Records from a collection:
/---

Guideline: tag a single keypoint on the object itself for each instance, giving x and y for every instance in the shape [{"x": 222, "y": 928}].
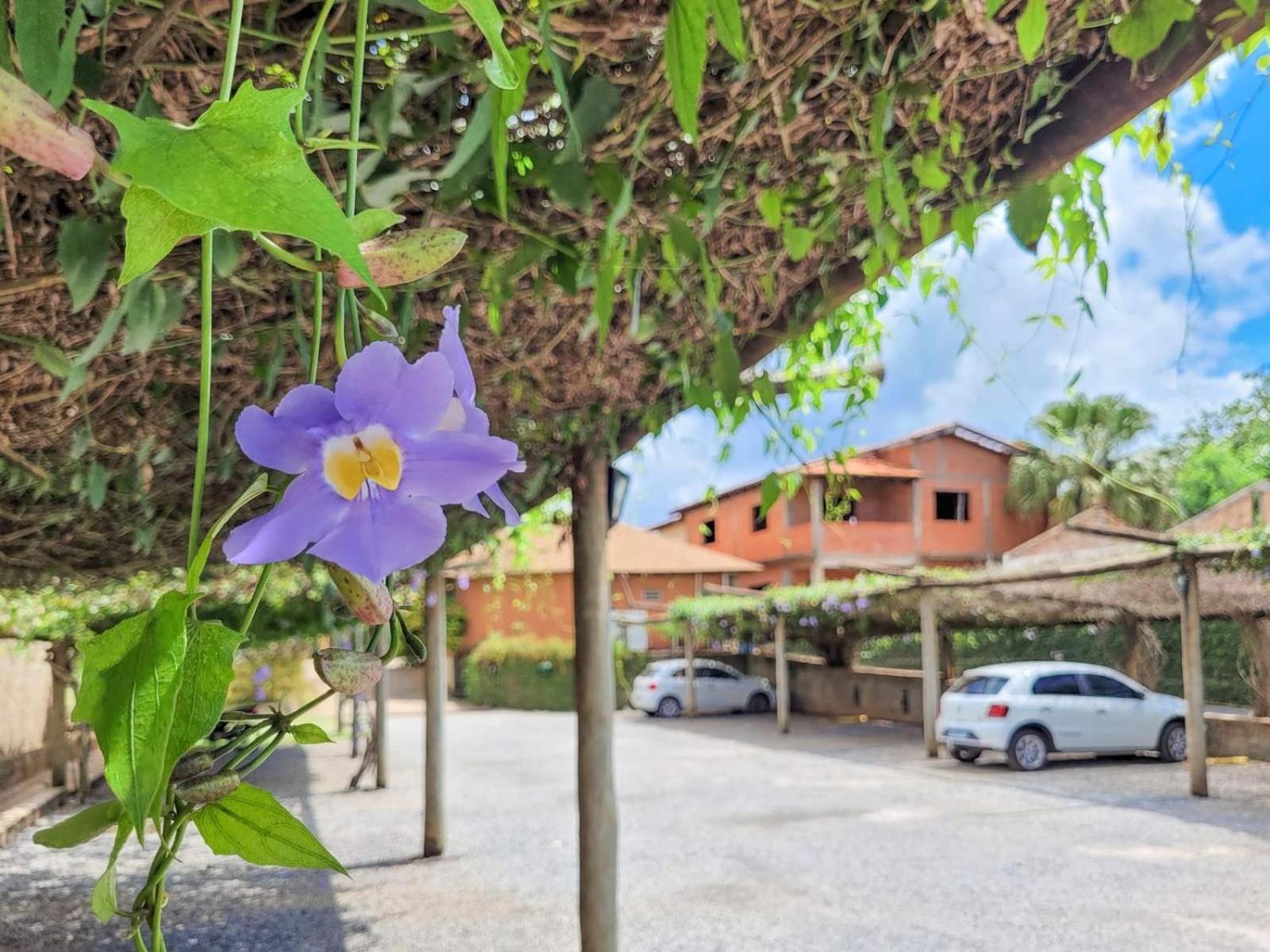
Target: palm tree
[{"x": 1089, "y": 463}]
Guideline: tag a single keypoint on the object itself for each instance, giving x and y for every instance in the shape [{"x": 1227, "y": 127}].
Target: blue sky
[{"x": 1175, "y": 346}]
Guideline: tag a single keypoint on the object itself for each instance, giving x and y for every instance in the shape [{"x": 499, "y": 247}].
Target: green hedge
[
  {"x": 535, "y": 674},
  {"x": 1223, "y": 653}
]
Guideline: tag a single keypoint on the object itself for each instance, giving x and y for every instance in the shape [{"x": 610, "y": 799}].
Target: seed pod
[
  {"x": 38, "y": 132},
  {"x": 370, "y": 602},
  {"x": 402, "y": 257},
  {"x": 209, "y": 790},
  {"x": 348, "y": 672},
  {"x": 192, "y": 766}
]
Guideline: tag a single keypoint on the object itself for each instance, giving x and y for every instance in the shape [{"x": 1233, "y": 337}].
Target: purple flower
[
  {"x": 372, "y": 463},
  {"x": 465, "y": 416}
]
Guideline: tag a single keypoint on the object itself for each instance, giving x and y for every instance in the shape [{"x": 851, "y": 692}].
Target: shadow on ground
[{"x": 217, "y": 904}]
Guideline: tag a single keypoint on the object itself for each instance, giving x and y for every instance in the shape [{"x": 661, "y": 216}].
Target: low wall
[
  {"x": 883, "y": 693},
  {"x": 1238, "y": 735}
]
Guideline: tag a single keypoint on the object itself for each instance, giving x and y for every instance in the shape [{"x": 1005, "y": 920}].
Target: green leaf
[
  {"x": 205, "y": 678},
  {"x": 1030, "y": 27},
  {"x": 105, "y": 894},
  {"x": 310, "y": 734},
  {"x": 1146, "y": 25},
  {"x": 86, "y": 825},
  {"x": 725, "y": 367},
  {"x": 374, "y": 221},
  {"x": 729, "y": 27},
  {"x": 98, "y": 482},
  {"x": 238, "y": 167},
  {"x": 52, "y": 359},
  {"x": 37, "y": 32},
  {"x": 770, "y": 207},
  {"x": 127, "y": 693},
  {"x": 798, "y": 240},
  {"x": 154, "y": 228},
  {"x": 253, "y": 825},
  {"x": 152, "y": 314},
  {"x": 83, "y": 253},
  {"x": 1028, "y": 213},
  {"x": 686, "y": 50},
  {"x": 507, "y": 103}
]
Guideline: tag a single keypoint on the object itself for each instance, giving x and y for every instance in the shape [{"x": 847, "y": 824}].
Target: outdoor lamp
[{"x": 619, "y": 482}]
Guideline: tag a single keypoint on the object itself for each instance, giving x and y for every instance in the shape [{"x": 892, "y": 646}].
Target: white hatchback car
[
  {"x": 1033, "y": 708},
  {"x": 662, "y": 689}
]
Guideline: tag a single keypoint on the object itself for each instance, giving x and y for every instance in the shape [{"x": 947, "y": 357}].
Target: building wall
[{"x": 541, "y": 606}]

\---

Please give only the number of lines above that contain the word "shape". Case counts.

11